((

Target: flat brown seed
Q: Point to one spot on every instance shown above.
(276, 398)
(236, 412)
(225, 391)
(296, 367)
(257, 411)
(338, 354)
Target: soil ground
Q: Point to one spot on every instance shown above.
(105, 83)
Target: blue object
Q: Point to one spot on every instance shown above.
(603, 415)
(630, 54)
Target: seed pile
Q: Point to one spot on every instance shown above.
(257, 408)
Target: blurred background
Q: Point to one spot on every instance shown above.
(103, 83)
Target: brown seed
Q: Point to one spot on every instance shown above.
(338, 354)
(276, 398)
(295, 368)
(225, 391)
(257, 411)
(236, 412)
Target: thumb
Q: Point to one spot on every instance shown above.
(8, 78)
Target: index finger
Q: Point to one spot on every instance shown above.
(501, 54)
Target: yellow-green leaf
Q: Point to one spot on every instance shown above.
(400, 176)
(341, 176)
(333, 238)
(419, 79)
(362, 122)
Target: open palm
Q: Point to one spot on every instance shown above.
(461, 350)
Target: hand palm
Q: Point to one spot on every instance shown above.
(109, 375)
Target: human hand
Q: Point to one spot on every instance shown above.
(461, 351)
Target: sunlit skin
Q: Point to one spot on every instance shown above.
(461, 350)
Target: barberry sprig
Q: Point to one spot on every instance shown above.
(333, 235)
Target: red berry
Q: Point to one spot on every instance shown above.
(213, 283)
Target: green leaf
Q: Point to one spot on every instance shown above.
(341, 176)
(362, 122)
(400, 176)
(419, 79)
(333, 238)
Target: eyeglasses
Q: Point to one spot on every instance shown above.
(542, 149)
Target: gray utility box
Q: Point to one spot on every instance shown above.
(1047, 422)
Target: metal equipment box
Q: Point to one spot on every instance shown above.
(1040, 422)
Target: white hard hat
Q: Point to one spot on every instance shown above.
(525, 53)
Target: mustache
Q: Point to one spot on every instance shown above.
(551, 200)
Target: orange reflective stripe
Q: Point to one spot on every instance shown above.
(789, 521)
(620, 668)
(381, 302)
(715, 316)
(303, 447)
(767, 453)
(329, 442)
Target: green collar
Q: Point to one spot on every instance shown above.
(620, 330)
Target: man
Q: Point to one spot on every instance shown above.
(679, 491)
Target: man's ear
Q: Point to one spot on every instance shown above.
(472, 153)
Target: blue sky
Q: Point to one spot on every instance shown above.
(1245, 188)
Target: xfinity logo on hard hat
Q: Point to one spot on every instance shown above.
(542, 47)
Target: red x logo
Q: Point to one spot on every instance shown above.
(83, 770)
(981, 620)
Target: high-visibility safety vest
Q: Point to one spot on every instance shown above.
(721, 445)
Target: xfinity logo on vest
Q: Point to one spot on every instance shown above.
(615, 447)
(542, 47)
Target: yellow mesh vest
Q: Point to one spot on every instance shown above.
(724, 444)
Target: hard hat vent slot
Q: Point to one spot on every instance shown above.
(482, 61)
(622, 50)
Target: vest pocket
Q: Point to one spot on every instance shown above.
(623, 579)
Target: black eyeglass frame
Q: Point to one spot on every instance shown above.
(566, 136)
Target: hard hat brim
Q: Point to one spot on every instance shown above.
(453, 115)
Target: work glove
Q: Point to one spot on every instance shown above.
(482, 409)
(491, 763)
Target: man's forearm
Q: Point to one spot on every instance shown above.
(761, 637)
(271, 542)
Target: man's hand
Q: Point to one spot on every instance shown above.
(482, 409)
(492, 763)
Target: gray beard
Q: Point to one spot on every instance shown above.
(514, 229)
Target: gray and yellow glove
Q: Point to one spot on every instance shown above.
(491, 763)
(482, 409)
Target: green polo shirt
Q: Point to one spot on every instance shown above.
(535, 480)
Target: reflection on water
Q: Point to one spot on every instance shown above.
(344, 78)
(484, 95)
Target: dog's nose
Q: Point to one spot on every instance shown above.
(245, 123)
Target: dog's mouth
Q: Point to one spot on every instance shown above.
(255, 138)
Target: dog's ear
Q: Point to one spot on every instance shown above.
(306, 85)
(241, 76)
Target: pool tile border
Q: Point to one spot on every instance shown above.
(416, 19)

))
((

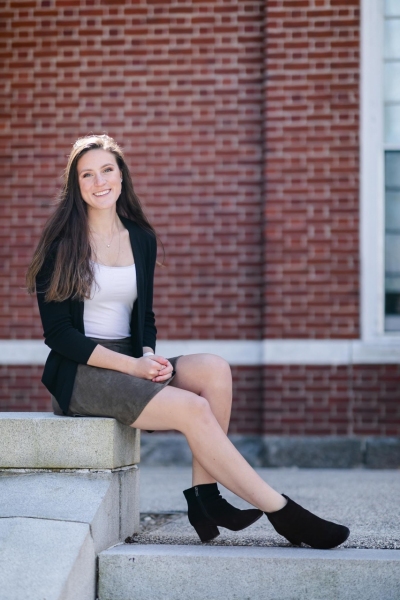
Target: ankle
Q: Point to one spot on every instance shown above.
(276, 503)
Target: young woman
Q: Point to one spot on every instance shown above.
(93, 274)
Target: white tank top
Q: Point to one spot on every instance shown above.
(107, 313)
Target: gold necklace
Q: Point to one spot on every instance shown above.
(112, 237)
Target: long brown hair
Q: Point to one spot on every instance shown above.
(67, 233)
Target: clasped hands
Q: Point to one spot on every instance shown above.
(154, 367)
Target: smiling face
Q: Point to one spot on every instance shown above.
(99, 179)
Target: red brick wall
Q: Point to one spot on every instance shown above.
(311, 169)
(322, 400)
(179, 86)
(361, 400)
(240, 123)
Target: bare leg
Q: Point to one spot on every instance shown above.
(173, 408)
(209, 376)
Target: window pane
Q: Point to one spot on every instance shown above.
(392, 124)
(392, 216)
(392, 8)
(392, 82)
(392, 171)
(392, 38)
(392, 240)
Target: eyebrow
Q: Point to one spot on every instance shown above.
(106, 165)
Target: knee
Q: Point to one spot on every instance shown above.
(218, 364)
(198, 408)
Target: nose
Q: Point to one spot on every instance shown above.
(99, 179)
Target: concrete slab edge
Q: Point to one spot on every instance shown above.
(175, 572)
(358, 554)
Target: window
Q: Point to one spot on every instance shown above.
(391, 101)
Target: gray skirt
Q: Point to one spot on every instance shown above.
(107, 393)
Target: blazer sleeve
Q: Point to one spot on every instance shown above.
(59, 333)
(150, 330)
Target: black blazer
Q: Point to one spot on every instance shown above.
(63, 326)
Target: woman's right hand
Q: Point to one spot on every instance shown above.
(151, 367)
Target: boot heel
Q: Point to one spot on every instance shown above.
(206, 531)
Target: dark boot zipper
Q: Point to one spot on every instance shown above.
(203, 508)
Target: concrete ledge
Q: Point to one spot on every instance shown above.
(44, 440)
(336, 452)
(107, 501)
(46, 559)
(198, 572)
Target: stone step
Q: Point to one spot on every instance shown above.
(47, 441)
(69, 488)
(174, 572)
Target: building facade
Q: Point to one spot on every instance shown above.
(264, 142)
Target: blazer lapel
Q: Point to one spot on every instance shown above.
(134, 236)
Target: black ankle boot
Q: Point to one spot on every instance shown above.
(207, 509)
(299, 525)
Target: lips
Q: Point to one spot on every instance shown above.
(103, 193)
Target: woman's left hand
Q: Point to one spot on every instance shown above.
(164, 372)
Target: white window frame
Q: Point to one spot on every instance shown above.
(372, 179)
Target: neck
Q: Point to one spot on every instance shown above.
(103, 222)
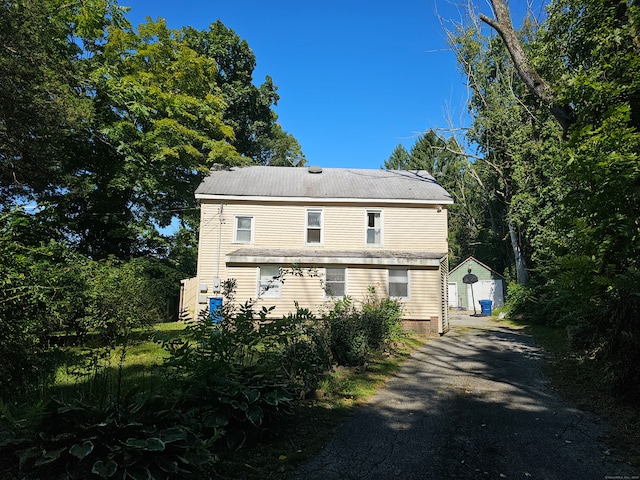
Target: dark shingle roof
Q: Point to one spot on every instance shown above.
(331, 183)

))
((

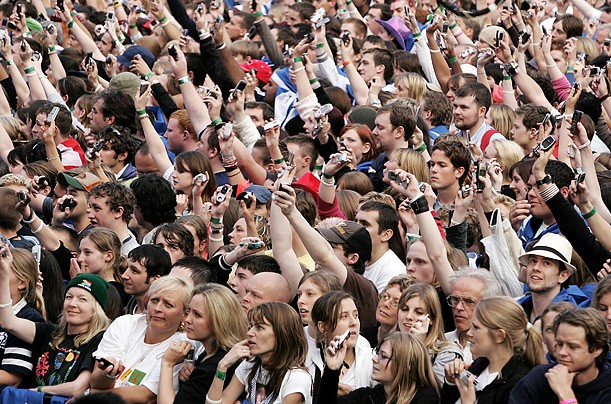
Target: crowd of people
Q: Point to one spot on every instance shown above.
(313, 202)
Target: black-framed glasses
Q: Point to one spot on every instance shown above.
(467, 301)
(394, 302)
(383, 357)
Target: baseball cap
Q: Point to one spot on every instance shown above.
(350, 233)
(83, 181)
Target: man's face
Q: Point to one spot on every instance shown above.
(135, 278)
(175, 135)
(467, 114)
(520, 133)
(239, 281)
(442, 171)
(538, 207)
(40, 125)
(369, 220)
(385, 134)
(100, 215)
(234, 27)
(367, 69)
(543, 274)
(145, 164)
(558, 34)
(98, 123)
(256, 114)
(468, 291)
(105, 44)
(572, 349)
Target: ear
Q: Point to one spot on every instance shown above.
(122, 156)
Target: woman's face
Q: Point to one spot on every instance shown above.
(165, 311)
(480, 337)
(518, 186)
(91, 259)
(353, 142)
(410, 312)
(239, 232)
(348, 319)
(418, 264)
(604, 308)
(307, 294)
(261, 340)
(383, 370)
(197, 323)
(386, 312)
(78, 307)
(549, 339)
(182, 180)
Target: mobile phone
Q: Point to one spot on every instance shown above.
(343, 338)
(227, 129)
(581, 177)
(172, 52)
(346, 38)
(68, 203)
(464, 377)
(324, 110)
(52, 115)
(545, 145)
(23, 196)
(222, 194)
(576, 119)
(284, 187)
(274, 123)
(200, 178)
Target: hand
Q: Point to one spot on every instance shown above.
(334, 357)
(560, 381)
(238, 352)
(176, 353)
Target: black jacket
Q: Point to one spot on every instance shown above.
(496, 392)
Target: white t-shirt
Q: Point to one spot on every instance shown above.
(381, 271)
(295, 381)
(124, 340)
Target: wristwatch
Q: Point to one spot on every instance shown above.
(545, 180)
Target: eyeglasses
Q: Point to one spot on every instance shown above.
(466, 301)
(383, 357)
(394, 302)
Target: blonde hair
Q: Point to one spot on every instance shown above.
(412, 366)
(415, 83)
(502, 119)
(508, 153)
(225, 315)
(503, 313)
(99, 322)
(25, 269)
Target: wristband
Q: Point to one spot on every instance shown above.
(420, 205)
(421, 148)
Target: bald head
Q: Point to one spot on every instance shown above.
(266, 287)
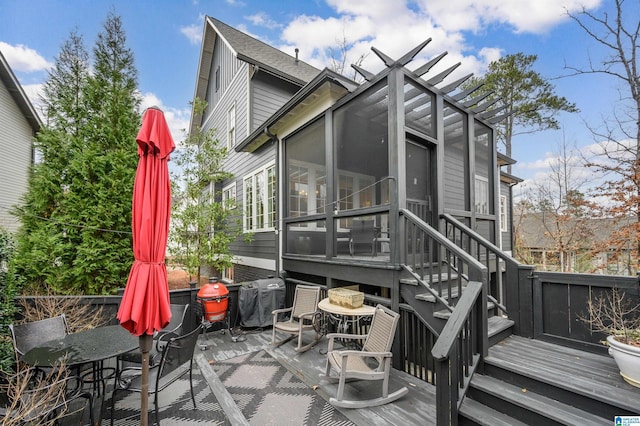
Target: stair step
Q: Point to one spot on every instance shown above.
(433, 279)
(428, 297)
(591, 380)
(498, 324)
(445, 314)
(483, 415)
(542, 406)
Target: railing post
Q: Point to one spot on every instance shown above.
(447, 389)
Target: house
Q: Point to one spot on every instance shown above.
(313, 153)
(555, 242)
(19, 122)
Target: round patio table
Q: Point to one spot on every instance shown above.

))

Gather every line above that contains the word "hair" and copy each one in full.

Solution for this exercise
Target: long brown hair
Target: blonde hair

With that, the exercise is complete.